### Supplied data
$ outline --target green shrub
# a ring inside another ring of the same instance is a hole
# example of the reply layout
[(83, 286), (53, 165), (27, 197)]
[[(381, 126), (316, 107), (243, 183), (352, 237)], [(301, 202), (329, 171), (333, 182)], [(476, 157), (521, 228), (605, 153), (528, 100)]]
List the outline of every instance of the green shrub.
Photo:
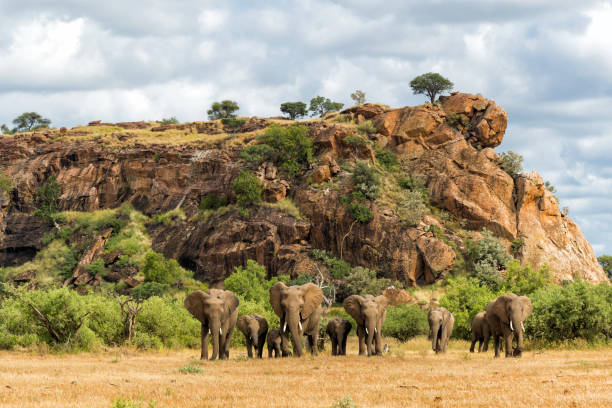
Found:
[(397, 170), (399, 166), (397, 155), (389, 149), (376, 150), (376, 160), (387, 171)]
[(412, 337), (427, 334), (427, 311), (418, 306), (399, 305), (387, 307), (387, 318), (383, 335), (406, 341)]
[(469, 259), (468, 268), (474, 272), (481, 285), (489, 286), (492, 290), (499, 289), (502, 279), (499, 271), (512, 259), (502, 243), (484, 228), (482, 238), (466, 240), (465, 247)]
[(13, 180), (0, 171), (0, 200), (8, 197), (13, 190)]
[(225, 207), (227, 204), (228, 201), (226, 196), (217, 196), (217, 193), (208, 193), (202, 197), (200, 210), (217, 210), (221, 207)]
[(353, 169), (351, 177), (356, 191), (360, 191), (368, 200), (375, 200), (380, 189), (380, 176), (376, 170), (365, 162), (359, 162)]
[(374, 218), (374, 213), (372, 210), (361, 203), (350, 203), (348, 210), (354, 220), (364, 224), (372, 221)]
[(115, 219), (124, 220), (124, 226), (119, 232), (111, 235), (104, 252), (108, 254), (119, 251), (122, 255), (115, 263), (119, 267), (129, 265), (140, 267), (151, 248), (151, 239), (146, 228), (148, 218), (135, 211), (132, 206), (124, 204), (119, 208)]
[(331, 405), (331, 408), (357, 408), (357, 405), (349, 395), (345, 395)]
[(371, 120), (366, 120), (357, 126), (357, 131), (364, 136), (370, 137), (378, 131)]
[(512, 178), (517, 178), (519, 173), (523, 171), (523, 156), (514, 153), (512, 150), (502, 152), (500, 156), (502, 159), (502, 169)]
[(248, 205), (259, 204), (262, 201), (263, 187), (255, 174), (248, 170), (240, 170), (234, 181), (234, 192), (238, 205), (244, 208)]
[[(145, 408), (143, 407), (143, 402), (141, 400), (135, 400), (132, 401), (129, 398), (123, 399), (123, 398), (116, 398), (113, 401), (113, 406), (112, 408)], [(147, 404), (146, 408), (155, 408), (157, 406), (157, 403), (152, 400), (149, 401), (149, 403)]]
[(464, 113), (449, 113), (448, 123), (451, 126), (461, 125), (463, 127), (467, 127), (470, 124), (470, 118), (468, 118)]
[(136, 300), (145, 300), (152, 296), (163, 296), (170, 292), (170, 285), (158, 282), (144, 282), (132, 289), (131, 293)]
[(181, 374), (202, 374), (203, 372), (204, 370), (202, 368), (194, 364), (179, 368), (179, 373)]
[(103, 259), (96, 259), (95, 261), (93, 261), (92, 263), (90, 263), (85, 270), (87, 272), (89, 272), (92, 275), (100, 275), (100, 276), (104, 276), (106, 274), (106, 267), (104, 266), (104, 260)]
[(329, 268), (329, 272), (334, 279), (342, 279), (351, 273), (351, 265), (342, 259), (338, 259), (331, 254), (328, 254), (322, 249), (313, 249), (310, 251), (310, 256), (314, 259), (322, 261)]
[(141, 348), (198, 347), (201, 323), (183, 306), (183, 299), (152, 296), (136, 317), (134, 343)]
[(394, 282), (387, 278), (378, 278), (376, 271), (372, 269), (356, 266), (339, 285), (337, 299), (342, 301), (354, 294), (378, 296), (389, 286), (403, 287), (400, 282)]
[(176, 125), (179, 123), (176, 116), (171, 116), (169, 118), (164, 118), (159, 122), (161, 125)]
[(270, 159), (290, 177), (296, 177), (313, 160), (312, 139), (306, 126), (272, 125), (258, 139), (274, 149)]
[(366, 140), (363, 137), (356, 135), (347, 136), (342, 142), (347, 146), (350, 146), (355, 149), (355, 160), (357, 160), (357, 157), (359, 157), (359, 148), (367, 144)]
[(256, 166), (265, 161), (274, 161), (275, 156), (276, 150), (267, 144), (248, 146), (240, 153), (240, 157), (244, 161)]
[(55, 176), (50, 176), (45, 184), (36, 190), (38, 195), (38, 210), (34, 211), (34, 215), (45, 221), (53, 221), (57, 213), (57, 205), (61, 194), (60, 185)]
[(182, 208), (175, 208), (174, 210), (167, 211), (165, 213), (156, 214), (153, 217), (153, 222), (155, 224), (162, 224), (165, 226), (175, 225), (178, 222), (185, 221), (187, 217), (185, 216), (185, 211)]
[(482, 286), (475, 278), (458, 276), (447, 280), (446, 294), (440, 306), (448, 309), (455, 318), (453, 336), (469, 340), (472, 337), (472, 320), (498, 296), (489, 287)]
[(237, 266), (234, 272), (224, 281), (226, 290), (231, 290), (245, 300), (264, 303), (270, 299), (269, 289), (278, 280), (266, 279), (266, 267), (252, 259), (247, 260), (245, 267)]
[(149, 251), (145, 255), (142, 272), (145, 282), (172, 285), (193, 276), (193, 272), (181, 268), (174, 259), (166, 259), (162, 254)]
[(543, 265), (539, 269), (534, 269), (530, 265), (521, 266), (518, 260), (513, 259), (506, 264), (506, 277), (502, 283), (502, 291), (528, 296), (552, 283), (552, 275), (548, 266)]
[(612, 288), (576, 281), (549, 285), (530, 295), (533, 313), (525, 321), (527, 336), (545, 343), (584, 339), (594, 342), (612, 325)]
[(397, 206), (399, 219), (409, 226), (416, 226), (428, 211), (423, 202), (423, 194), (419, 191), (405, 191), (403, 197)]

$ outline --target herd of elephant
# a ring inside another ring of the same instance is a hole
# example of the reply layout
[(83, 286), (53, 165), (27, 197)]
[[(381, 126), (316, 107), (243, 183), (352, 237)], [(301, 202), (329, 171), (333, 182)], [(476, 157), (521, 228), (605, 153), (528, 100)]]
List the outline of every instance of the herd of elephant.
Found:
[[(202, 323), (201, 358), (208, 359), (208, 342), (212, 336), (211, 360), (229, 358), (230, 339), (234, 327), (244, 334), (247, 354), (262, 358), (264, 344), (268, 345), (268, 357), (285, 357), (289, 351), (289, 334), (293, 344), (293, 355), (302, 356), (302, 339), (306, 337), (306, 349), (313, 355), (318, 354), (317, 338), (319, 324), (323, 315), (323, 292), (313, 283), (287, 286), (277, 282), (270, 288), (270, 304), (280, 319), (278, 329), (269, 330), (268, 322), (258, 314), (244, 315), (238, 319), (238, 297), (231, 291), (210, 289), (191, 293), (185, 299), (187, 310)], [(343, 306), (357, 323), (360, 355), (381, 355), (382, 326), (387, 314), (389, 300), (385, 296), (351, 295)], [(502, 337), (506, 343), (506, 357), (520, 357), (523, 347), (523, 321), (531, 314), (531, 302), (525, 296), (513, 293), (499, 296), (487, 306), (487, 310), (474, 318), (472, 326), (472, 346), (479, 341), (478, 351), (486, 351), (490, 336), (495, 343), (495, 357), (501, 352)], [(432, 308), (428, 313), (432, 349), (446, 352), (454, 318), (443, 307)], [(326, 333), (332, 344), (332, 355), (346, 355), (346, 340), (352, 324), (348, 320), (335, 318), (329, 321)], [(517, 347), (512, 349), (513, 337)], [(484, 348), (483, 348), (484, 343)], [(512, 351), (511, 351), (512, 350)]]

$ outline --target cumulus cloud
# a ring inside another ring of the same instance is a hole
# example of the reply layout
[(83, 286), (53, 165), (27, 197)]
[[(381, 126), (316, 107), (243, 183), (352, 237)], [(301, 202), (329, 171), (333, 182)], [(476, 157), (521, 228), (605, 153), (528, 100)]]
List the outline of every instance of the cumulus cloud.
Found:
[(0, 123), (205, 118), (219, 99), (278, 115), (315, 95), (419, 104), (438, 71), (508, 112), (498, 150), (557, 187), (598, 253), (612, 253), (610, 0), (7, 0)]

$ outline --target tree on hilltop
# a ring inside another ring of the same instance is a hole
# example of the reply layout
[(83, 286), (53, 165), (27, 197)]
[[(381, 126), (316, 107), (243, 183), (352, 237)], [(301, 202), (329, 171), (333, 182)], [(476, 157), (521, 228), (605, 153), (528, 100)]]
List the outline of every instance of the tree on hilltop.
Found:
[(238, 103), (226, 99), (221, 102), (213, 103), (210, 109), (206, 113), (208, 113), (208, 119), (210, 120), (217, 120), (217, 119), (223, 119), (223, 118), (235, 118), (236, 117), (235, 112), (238, 109), (240, 109), (240, 107), (238, 107)]
[(283, 113), (289, 115), (289, 119), (296, 120), (306, 116), (308, 111), (306, 110), (306, 104), (304, 102), (285, 102), (281, 103), (280, 110)]
[(607, 272), (609, 278), (612, 279), (612, 255), (602, 255), (597, 257), (597, 261), (603, 270)]
[(415, 95), (423, 94), (429, 96), (431, 103), (436, 100), (436, 96), (444, 91), (453, 89), (453, 83), (444, 78), (437, 72), (428, 72), (427, 74), (419, 75), (410, 81), (410, 88)]
[(317, 96), (310, 100), (310, 108), (308, 110), (312, 112), (312, 116), (319, 115), (322, 118), (329, 112), (339, 111), (343, 106), (343, 103), (332, 102), (329, 98)]
[[(51, 124), (51, 120), (43, 118), (36, 112), (25, 112), (13, 119), (13, 124), (15, 125), (15, 128), (11, 132), (29, 132), (32, 130), (48, 128)], [(3, 128), (3, 131), (5, 128), (6, 127)]]
[(365, 92), (358, 89), (351, 94), (351, 99), (355, 101), (355, 105), (363, 105), (365, 103)]
[(223, 118), (221, 119), (221, 123), (231, 129), (232, 137), (234, 137), (236, 135), (236, 131), (244, 126), (246, 120), (237, 118)]

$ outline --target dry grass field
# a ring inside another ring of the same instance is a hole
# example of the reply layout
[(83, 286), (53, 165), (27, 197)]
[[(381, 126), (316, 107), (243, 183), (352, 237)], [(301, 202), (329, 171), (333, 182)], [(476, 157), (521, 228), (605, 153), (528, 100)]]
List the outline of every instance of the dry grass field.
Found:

### Instructions for the task
Your answer should consist of the lines above that hold the word "outline".

### Task result
$ outline --target green shrub
List the outline of every instance of the green shrub.
$ outline --target herd of elephant
List the outline of every instance of the herd of elephant.
$ outline --target cumulus cloud
List the outline of every instance of the cumulus cloud.
$ outline --target tree on hilltop
List the outline of every instance of the tree on hilltop.
$ outline --target dry grass field
List the outline of every instance of the dry grass field.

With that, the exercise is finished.